Exercise goal
Output only the entries, exactly as given, without the pictures.

Source data
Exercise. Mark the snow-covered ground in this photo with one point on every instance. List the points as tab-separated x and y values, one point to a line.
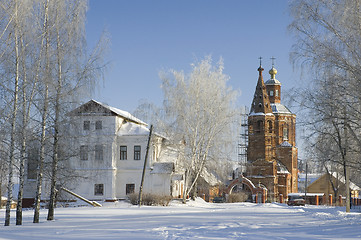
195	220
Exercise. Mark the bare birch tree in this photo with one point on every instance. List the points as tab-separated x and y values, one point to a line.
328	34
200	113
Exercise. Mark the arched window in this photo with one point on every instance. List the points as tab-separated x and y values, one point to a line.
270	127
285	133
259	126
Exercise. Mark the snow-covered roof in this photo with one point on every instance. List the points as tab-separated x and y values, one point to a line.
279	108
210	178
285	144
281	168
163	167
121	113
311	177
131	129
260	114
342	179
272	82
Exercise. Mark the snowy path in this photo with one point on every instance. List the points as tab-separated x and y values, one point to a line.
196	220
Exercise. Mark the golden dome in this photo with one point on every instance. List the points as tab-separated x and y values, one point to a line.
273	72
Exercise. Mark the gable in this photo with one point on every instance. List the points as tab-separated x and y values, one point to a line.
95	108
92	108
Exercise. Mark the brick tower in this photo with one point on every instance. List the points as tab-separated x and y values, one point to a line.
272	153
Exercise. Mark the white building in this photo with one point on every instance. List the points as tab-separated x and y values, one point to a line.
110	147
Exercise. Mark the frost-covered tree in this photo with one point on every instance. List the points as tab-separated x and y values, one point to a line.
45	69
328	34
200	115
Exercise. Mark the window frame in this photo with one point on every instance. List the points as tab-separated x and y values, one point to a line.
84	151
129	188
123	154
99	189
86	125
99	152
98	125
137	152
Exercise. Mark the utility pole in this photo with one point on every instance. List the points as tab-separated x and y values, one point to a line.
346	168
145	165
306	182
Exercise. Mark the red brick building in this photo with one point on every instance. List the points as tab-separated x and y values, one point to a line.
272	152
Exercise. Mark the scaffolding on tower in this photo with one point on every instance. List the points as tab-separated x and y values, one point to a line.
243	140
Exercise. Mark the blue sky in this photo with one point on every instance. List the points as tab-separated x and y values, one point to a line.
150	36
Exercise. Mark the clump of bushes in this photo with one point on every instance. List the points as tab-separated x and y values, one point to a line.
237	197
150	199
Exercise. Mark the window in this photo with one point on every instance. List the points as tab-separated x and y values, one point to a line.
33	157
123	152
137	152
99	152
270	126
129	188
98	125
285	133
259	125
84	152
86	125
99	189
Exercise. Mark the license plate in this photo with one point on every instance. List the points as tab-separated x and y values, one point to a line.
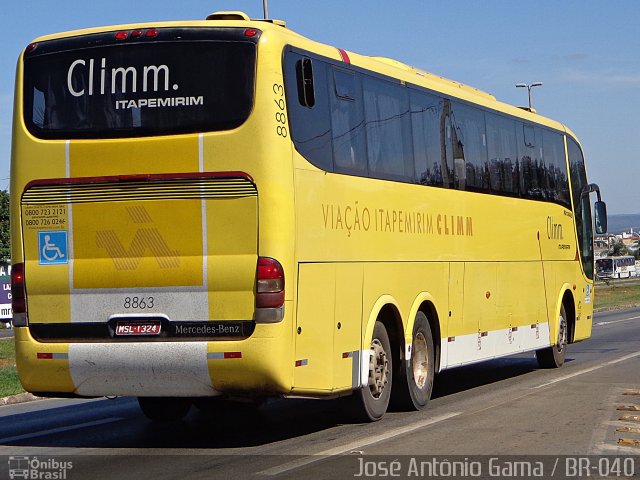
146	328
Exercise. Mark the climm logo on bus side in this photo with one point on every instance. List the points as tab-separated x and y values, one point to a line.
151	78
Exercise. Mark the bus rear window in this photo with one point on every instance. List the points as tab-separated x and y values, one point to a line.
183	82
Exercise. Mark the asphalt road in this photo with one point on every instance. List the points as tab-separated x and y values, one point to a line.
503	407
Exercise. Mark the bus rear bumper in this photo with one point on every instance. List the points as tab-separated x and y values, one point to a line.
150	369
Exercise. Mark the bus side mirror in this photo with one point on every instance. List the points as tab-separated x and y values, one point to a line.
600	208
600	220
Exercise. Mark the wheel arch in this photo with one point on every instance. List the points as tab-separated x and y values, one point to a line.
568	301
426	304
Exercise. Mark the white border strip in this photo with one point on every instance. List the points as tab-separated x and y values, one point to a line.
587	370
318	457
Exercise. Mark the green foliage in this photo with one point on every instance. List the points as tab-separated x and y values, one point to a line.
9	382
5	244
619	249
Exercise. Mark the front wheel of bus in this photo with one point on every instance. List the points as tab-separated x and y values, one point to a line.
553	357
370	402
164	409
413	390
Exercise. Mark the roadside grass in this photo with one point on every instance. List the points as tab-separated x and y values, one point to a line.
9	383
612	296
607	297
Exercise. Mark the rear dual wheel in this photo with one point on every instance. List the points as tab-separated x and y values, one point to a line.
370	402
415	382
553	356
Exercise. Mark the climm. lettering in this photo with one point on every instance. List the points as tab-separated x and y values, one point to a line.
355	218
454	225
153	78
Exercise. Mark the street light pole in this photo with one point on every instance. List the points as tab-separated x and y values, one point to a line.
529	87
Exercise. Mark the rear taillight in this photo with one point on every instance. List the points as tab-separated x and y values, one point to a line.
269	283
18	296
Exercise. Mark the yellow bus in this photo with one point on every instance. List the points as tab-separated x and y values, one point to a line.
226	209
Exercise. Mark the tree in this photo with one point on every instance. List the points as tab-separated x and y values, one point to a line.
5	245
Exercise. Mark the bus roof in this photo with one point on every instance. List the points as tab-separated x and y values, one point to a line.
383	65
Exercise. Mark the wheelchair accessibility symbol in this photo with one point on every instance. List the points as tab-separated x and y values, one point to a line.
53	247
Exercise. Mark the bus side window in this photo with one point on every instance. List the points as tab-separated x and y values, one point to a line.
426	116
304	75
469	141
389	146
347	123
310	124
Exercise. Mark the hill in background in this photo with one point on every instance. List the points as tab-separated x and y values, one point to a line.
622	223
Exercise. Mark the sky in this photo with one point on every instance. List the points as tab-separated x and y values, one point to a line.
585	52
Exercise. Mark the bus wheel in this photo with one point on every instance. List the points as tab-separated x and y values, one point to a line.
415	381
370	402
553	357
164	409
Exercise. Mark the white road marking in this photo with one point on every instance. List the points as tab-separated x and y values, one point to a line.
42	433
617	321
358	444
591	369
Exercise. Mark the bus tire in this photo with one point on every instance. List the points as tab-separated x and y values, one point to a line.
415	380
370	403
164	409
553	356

Solution to this exercise
Exercise. Mark the snow-covered ground in this photo with one point on every instance. List the points as tab-separated x and y values, one point to a line.
195	220
Exercise. Mark the bare birch tree in this photo with one point on every instance. List the points as tab-separated x and y values, one point to a line.
328	34
200	113
Exercise. Mark the arched window in this photo with one point on every instance. List the points as tab-separated x and y values, one point to a line.
270	127
285	133
259	126
Exercise. Mark the snow-covered roof in this photo with one point on every instance. List the points as tab-separated x and y values, one point to a line.
279	108
210	178
285	144
281	168
163	167
121	113
311	177
131	129
260	114
342	179
272	82
Exercise. Mark the snowy path in this photo with one point on every instance. List the points as tab-separated x and y values, one point to a line.
196	220
Exercise. Mark the golden dome in this photo with one point on every instance. List the points as tab-separated x and y values, one point to a line.
273	72
Exercise. Mark the gable in this photo with one point on every instance. List the points as tab-separated x and y values, one point to a line.
95	108
92	108
Exercise. Mark the brick tower in this photo with one point on every instance. List the points as tab-separated x and y values, one point to a line.
272	153
Exercise. Mark the white building in this photo with one point on every instance. List the points as tab-separated x and y values, one point to a line.
110	147
Exercise. Mark the frost-covered tree in this photo with one point on every instance. List the points as tab-separated x and y values, one point to a line.
45	69
328	34
200	115
Exercise. Mark the window frame in this photo with one point on every instance. List the points as tab-separated x and y values, one point to a line.
84	151
129	188
123	154
99	189
86	125
99	152
98	125
137	152
Exercise. Mark the utility pole in this photo with one point on every instance. List the points as tab-separated x and y values, one point to a line.
346	168
145	165
306	182
Exercise. Mark the red brick building in this photo with one point on every instance. List the points as tab-separated x and y values, one point to a line.
272	152
Exercise. Mark the scaffolding on tower in this photo with one point on every instance. List the points as tab-separated x and y values, one point to a line.
243	140
Exercise. Mark the blue sky in this photo with one point on every instance. List the points as tab-separated x and y values, one point to a line.
150	36
Exercise. Mark the clump of bushes in this photo with one point on every instance. List the points as tab-separated x and y values, one point to a line.
237	197
150	199
Exercise. Mark the window in this photo with one point on every instance. List the points as tab-separated x and y values, one point to a line.
33	157
123	152
137	152
99	152
270	126
129	188
98	125
285	133
259	125
84	152
86	125
99	189
Exercise. Mark the license plate in this photo with one point on every instance. List the points as tab-separated x and y values, one point to a line.
146	328
Exercise. Mark the climm logo on bus side in this photo with one point on every instance. List the points as tab-separated x and y values, one point to a line.
151	78
Exercise. Mark the bus rear window in this photo with one point on every instance. List the points as tab-separated x and y values, one point to a line.
183	82
Exercise. Mark the asphalt road in this photo with one point on every instance. List the points as tab-separated x and y values, one point to a line.
503	407
Exercise. Mark the bus rear bumper in this photo with one point on every instance. List the points as tab-separated x and y values, one point to a line.
150	369
Exercise. Mark the bus side mirror in this photo with one point on every instance. List the points as tab-separated x and y values, one point to a line.
600	208
600	220
Exercise. Mark the wheel arch in this photo with one point on every instance. List the points as tab-separated x and y values, one point to a line.
568	301
426	304
Exercise. Mark the white border strip in this photo with one point on every instance. List the points as tab-separated x and y values, one point to a line.
587	370
318	457
Exercise. Mark the green foliage in this photo with one point on every instance. List the points as tab-separated x and y values, one point to a line.
9	382
5	244
619	249
Exercise. Mark the front wheel of bus in this photo with one point on every instance. List the points as tab-separated x and y values, one point to a line.
553	357
370	402
164	409
413	390
Exercise. Mark the roadside grass in this photo with one point on every instance. List the points as tab-separated x and y values, one point to a line.
9	383
612	296
607	297
Exercise. Mark the rear dual wheel in this photo with one point on every instance. List the points as tab-separated x and y values, one point to a line.
370	402
415	382
553	356
Exercise. Mark the climm. lettering in this photo with one point on every instance. List the points as tab-separated x and y values, one point to a line.
355	218
454	225
153	78
Exercise. Mark the street light pole in this photo with one point on every instance. List the points as tab-separated x and y values, one point to a line.
529	87
Exercise. Mark the rear taillight in this photo with one point on every instance. List the points as tab-separated x and y values, one point to a line.
269	283
18	296
Exercise. Mark the yellow bus in this photo with one point on every instance. List the points as tab-separated x and y values, one point to a line.
226	209
Exercise. Mark the tree in this photo with one point on every instance. List the points as tab-separated x and y values, one point to a line.
5	245
Exercise. Mark the bus roof in this photo with one point on every instance. List the points as tab-separated x and y values, one point to a line.
383	65
Exercise. Mark the wheelchair accessibility symbol in this photo with one point on every instance. List the points as tab-separated x and y values, one point to a line.
53	247
Exercise. Mark the bus side window in this photo with one point on every instance. List the points as tab-separated x and y values, one point to a line.
426	116
304	75
469	141
389	146
347	123
310	124
Exercise. Mark the hill in background in this photo with one point on every instance. List the points as tab-separated x and y values, one point to a line.
622	223
Exercise. Mark the sky in this photo with one point on every instance. List the points as tab-separated x and y values, one point to a line.
585	52
Exercise. Mark the bus wheel in this photo with one point on every instance. List the points as tab-separated x and y values, one point to a line.
415	381
370	402
553	357
164	409
Exercise. Mark the white road marking in this photo with one point on every instance. List the points as tab-separated x and y values, one point to a line.
42	433
617	321
358	444
591	369
Exercise. Mark the bus tire in this photo with one point on every instance. List the points as tab-separated x and y values, one point to a line.
415	380
370	403
164	409
553	356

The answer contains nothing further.